[Data records]

* * * * * * * * *

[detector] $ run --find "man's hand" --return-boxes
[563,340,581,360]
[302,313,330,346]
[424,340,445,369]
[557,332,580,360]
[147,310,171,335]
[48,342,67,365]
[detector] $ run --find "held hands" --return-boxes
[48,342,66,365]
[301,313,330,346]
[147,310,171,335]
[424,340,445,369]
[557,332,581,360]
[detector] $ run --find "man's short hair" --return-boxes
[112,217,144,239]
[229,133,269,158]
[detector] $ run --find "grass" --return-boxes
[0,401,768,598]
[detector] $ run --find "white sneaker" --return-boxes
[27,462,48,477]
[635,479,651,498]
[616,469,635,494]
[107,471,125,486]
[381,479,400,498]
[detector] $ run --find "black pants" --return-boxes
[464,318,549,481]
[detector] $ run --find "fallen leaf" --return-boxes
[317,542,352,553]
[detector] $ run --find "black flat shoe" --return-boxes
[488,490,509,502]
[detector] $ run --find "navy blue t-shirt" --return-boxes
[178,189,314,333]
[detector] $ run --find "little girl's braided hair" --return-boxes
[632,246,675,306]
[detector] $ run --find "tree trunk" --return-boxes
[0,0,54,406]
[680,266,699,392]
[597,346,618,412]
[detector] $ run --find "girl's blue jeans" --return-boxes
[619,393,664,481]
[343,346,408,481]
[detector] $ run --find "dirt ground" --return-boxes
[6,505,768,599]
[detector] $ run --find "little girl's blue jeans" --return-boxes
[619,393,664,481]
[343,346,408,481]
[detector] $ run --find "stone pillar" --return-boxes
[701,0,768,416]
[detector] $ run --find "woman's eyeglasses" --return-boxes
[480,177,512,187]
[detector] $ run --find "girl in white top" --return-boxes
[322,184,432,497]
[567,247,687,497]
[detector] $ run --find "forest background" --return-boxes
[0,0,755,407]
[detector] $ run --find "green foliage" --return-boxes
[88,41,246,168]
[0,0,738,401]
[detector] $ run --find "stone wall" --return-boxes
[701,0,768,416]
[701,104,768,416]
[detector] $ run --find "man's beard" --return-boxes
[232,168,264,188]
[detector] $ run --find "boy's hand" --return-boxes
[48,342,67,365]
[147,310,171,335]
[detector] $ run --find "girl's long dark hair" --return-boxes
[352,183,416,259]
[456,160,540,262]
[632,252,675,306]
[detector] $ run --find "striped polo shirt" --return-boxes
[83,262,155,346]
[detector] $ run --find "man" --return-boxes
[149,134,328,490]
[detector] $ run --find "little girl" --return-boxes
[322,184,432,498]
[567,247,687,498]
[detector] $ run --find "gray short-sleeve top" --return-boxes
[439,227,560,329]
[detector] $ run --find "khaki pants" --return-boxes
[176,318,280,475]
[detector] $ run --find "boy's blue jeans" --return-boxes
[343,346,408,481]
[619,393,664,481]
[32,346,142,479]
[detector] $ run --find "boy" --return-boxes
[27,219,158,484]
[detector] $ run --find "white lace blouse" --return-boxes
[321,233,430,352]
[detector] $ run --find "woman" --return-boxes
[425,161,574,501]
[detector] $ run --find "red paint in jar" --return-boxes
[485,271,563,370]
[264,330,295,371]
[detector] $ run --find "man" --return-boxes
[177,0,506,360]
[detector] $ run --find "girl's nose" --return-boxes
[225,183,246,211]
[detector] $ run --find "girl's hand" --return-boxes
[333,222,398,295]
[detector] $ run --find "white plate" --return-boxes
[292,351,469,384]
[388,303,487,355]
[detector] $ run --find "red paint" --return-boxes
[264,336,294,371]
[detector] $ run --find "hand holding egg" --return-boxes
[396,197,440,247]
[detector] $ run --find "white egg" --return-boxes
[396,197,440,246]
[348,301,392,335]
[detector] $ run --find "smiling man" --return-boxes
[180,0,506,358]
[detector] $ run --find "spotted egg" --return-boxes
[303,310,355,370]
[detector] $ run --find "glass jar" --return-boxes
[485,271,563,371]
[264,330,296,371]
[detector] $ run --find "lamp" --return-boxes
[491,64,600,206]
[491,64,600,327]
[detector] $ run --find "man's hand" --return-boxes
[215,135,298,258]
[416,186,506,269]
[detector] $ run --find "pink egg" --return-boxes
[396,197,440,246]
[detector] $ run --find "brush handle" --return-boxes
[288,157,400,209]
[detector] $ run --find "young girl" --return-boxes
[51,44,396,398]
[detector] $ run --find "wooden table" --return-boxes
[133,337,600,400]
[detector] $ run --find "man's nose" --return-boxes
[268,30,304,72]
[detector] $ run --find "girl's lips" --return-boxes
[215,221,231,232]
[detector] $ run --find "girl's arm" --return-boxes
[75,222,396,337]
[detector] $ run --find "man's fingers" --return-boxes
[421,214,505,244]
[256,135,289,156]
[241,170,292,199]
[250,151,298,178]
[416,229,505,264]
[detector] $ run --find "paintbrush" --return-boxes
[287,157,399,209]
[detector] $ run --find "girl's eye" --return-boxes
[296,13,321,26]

* * * * * * * * *

Could you copy all of the lines above, character for character?

__WRITTEN RESPONSE__.
[detector] $ run --find "man's hand" --return-boxes
[563,340,581,360]
[302,313,330,346]
[424,340,445,369]
[557,332,580,360]
[147,310,171,335]
[48,342,67,365]
[detector] $ run --find "held hands" --return-boxes
[48,342,66,365]
[301,313,330,346]
[147,310,171,335]
[424,340,445,369]
[557,332,581,360]
[detector] $ run --find "man's short hair" --return-boxes
[112,217,144,239]
[229,133,269,158]
[detector] $ run --find "grass" --return-boxes
[0,401,768,598]
[detector] $ run --find "white sneaker" --return-boxes
[27,462,48,477]
[635,479,651,498]
[616,469,635,494]
[107,471,125,486]
[381,479,400,498]
[detector] $ run --find "black pants" --return-boxes
[464,318,549,481]
[detector] $ run --find "fallen leaf" --return-boxes
[317,542,352,553]
[detector] $ run --find "black flat shoe" --return-boxes
[488,490,509,502]
[detector] $ run --find "navy blue t-shirt" --return-boxes
[178,189,314,333]
[detector] $ run --find "little girl's braided hair" --return-boxes
[632,246,675,306]
[detector] $ run --find "tree trunk" --return-boxes
[0,0,54,406]
[680,266,699,392]
[597,346,618,412]
[detector] $ run --find "girl's blue jeans" --return-boxes
[619,393,664,481]
[343,346,408,481]
[detector] $ run --find "dirt ground" --return-boxes
[6,505,768,599]
[detector] $ run --find "little girl's blue jeans" --return-boxes
[619,393,664,481]
[343,346,408,481]
[detector] $ run --find "stone pillar" --return-boxes
[701,0,768,416]
[detector] $ run --find "woman's eyeglasses" --return-boxes
[480,177,512,187]
[detector] $ run --find "girl in white top" --return-boxes
[322,184,432,497]
[567,247,687,497]
[detector] $ run --find "forest background" --return-boxes
[0,0,755,407]
[detector] $ run --find "green foliage" --return-boxes
[88,41,246,168]
[0,0,738,401]
[detector] $ run --find "stone wall" --return-boxes
[701,0,768,416]
[701,104,768,416]
[detector] $ run --find "man's beard" --return-boxes
[232,168,264,188]
[detector] $ run --find "boy's hand" --return-boxes
[48,342,67,365]
[147,310,171,335]
[detector] $ run --find "girl's long dark hair" --return-boxes
[352,183,416,259]
[456,160,540,262]
[632,252,675,306]
[detector] $ run --find "striped polo shirt" --return-boxes
[83,262,155,346]
[detector] $ run --find "man" --return-boxes
[149,134,328,490]
[detector] $ run --find "little girl" --return-boxes
[322,184,432,498]
[567,247,687,498]
[detector] $ run --find "gray short-sleeve top" --return-boxes
[439,227,560,329]
[detector] $ run --find "khaki pants" --return-boxes
[176,318,280,475]
[detector] $ run --find "boy's blue jeans" --return-boxes
[343,346,408,481]
[619,393,664,481]
[32,346,142,479]
[detector] $ run --find "boy" --return-boxes
[27,219,158,484]
[detector] $ run --find "white lace blouse" --return-boxes
[321,233,430,352]
[detector] $ run --find "woman" --return-boxes
[425,161,574,501]
[detector] $ run --find "red paint in jar" --return-boxes
[485,271,563,370]
[264,330,295,371]
[detector] $ run --find "man" --return-boxes
[177,0,506,360]
[detector] $ run --find "girl's nose" --return-boxes
[225,183,246,211]
[detector] $ run --find "girl's hand" --return-boxes
[333,222,398,295]
[detector] $ run --find "white plate" --return-boxes
[292,351,469,384]
[388,303,487,355]
[detector] $ run --find "red paint" --return-boxes
[264,336,294,371]
[detector] $ run --find "hand holding egg" --return-boxes
[396,197,440,247]
[detector] $ run --find "white egg" --return-boxes
[396,197,440,246]
[348,301,392,335]
[detector] $ run --find "smiling man" --return-boxes
[180,0,506,358]
[detector] $ run --find "spotted egg" --return-boxes
[303,310,355,370]
[detector] $ run --find "glass jar" --return-boxes
[485,271,563,371]
[264,330,296,371]
[detector] $ run --find "lamp" --return-boxes
[491,64,600,206]
[491,64,600,327]
[detector] $ run --find "man's hand" --return-boxes
[215,135,298,258]
[416,186,506,269]
[detector] $ run --find "pink egg" --return-boxes
[396,197,440,246]
[detector] $ run --find "brush handle" --return-boxes
[288,157,400,209]
[detector] $ run --find "young girl" --return-boxes
[51,44,396,398]
[detector] $ run --find "wooden table" --return-boxes
[133,337,600,400]
[detector] $ run --find "man's nose" --return-boxes
[268,30,304,72]
[detector] $ run --find "girl's lips" --return-boxes
[215,221,231,232]
[detector] $ run --find "girl's arm" --return-boxes
[75,222,396,337]
[detector] $ run --find "man's fingers" --return-boxes
[421,214,505,244]
[256,135,289,156]
[241,170,292,199]
[250,151,298,178]
[416,229,505,264]
[detector] $ run --find "paintbrush" --return-boxes
[287,157,399,209]
[detector] $ run --find "girl's eye" --return-boxes
[296,13,321,26]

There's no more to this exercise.